## Requirements
Locate every line in the records below that contains the word "green" and copy each of those lines.

## Dataset records
* Begin *
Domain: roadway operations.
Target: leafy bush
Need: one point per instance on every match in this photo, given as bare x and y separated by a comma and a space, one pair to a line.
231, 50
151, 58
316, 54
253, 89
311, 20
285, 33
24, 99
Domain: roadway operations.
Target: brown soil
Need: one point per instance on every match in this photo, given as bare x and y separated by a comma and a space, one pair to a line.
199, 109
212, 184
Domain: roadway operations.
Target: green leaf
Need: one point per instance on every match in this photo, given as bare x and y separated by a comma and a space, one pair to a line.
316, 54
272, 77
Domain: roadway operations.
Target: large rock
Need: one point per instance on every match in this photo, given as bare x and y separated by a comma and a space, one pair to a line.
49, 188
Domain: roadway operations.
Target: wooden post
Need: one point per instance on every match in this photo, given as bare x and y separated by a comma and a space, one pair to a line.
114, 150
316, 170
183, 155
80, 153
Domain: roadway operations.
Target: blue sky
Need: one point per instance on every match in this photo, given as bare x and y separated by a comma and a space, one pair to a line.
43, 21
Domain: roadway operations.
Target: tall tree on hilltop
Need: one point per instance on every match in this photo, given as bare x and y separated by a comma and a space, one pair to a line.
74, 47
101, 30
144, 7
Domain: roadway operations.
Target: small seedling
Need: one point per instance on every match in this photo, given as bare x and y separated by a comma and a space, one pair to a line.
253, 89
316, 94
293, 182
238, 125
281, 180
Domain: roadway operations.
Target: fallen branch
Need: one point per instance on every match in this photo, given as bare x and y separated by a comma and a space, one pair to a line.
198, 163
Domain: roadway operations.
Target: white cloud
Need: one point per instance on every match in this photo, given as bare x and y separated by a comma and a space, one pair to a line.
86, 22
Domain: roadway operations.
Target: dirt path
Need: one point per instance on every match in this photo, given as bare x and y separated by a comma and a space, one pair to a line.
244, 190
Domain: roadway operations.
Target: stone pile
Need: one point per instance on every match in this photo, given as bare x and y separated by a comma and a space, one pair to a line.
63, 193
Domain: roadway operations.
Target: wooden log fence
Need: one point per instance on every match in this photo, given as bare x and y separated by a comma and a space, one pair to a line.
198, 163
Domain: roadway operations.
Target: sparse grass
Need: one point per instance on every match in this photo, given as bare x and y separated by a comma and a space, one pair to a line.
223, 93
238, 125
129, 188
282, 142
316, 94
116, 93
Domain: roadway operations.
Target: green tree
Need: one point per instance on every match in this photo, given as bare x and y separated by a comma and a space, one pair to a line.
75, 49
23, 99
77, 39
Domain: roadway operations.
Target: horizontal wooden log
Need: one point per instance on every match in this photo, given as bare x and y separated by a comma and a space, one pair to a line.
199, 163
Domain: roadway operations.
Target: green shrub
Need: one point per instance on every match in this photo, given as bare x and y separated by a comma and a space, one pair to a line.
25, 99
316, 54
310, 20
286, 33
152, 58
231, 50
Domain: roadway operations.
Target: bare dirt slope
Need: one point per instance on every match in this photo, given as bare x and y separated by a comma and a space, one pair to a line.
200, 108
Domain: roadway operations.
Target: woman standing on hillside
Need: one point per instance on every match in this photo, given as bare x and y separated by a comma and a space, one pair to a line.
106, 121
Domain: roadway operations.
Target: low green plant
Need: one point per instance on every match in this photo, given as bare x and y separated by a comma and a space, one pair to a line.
* End *
## Result for this exercise
Target: green leaf
Target: green tree
Target: green shrub
Target: low green plant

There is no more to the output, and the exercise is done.